*** Records to use ***

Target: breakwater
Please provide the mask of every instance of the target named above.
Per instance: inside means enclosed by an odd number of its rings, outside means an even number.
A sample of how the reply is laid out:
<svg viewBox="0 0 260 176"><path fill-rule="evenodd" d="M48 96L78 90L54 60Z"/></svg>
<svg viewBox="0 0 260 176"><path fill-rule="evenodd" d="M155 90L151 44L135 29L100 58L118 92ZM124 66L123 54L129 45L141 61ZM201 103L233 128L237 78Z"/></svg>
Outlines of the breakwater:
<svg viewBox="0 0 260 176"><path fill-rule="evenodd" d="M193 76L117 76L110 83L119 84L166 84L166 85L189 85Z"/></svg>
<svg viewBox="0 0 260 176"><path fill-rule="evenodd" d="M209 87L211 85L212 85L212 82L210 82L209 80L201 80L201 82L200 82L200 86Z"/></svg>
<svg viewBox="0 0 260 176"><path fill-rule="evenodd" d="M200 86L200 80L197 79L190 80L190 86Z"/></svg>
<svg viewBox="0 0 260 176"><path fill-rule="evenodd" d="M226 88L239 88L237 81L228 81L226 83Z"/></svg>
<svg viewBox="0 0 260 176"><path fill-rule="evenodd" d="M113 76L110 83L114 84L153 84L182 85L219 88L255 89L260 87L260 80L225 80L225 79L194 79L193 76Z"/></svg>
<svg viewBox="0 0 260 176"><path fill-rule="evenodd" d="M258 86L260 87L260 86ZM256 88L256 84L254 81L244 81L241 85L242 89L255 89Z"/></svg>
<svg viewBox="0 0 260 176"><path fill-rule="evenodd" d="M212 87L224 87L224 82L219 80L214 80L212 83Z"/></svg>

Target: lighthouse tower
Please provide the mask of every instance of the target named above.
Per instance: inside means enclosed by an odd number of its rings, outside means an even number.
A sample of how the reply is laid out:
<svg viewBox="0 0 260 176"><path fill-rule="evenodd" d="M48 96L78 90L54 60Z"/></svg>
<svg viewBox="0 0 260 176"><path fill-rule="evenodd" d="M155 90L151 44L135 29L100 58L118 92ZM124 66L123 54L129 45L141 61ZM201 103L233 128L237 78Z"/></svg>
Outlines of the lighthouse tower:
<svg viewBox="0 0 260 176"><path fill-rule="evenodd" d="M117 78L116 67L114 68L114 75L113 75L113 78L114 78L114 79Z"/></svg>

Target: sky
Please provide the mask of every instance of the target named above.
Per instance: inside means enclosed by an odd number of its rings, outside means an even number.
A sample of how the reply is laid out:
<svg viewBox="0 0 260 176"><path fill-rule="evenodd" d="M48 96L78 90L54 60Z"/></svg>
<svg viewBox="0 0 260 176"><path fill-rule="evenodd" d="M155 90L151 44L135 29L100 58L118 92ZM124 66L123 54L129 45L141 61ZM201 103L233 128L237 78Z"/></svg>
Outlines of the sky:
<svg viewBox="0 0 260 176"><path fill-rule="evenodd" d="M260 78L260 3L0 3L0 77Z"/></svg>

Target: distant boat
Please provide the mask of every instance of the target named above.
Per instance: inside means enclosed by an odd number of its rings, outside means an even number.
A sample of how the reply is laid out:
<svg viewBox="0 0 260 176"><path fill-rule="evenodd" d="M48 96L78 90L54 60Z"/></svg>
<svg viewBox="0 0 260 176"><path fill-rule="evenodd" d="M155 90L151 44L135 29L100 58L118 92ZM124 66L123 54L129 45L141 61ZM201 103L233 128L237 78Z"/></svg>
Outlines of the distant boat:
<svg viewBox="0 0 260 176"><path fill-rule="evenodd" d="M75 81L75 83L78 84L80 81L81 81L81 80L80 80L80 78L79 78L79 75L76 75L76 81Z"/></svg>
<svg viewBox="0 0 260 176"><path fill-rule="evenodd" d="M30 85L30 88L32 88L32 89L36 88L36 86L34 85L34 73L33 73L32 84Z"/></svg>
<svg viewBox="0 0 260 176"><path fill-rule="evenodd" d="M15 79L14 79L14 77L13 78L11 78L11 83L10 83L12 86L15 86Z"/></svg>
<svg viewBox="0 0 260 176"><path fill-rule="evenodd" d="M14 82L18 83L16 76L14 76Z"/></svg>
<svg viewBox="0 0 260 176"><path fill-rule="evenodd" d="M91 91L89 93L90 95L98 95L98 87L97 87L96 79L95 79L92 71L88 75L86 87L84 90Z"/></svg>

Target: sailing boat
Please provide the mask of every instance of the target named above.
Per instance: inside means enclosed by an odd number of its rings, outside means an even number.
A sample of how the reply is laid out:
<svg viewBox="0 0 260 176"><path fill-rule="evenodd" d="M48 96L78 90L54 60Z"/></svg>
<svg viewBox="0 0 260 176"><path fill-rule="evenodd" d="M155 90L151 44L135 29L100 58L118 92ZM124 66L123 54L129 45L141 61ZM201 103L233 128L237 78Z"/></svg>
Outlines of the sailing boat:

***

* Instructions for the task *
Among the lines above, find those with the word "sailing" and list them.

* Exercise solution *
Target: sailing boat
Outlines of the sailing boat:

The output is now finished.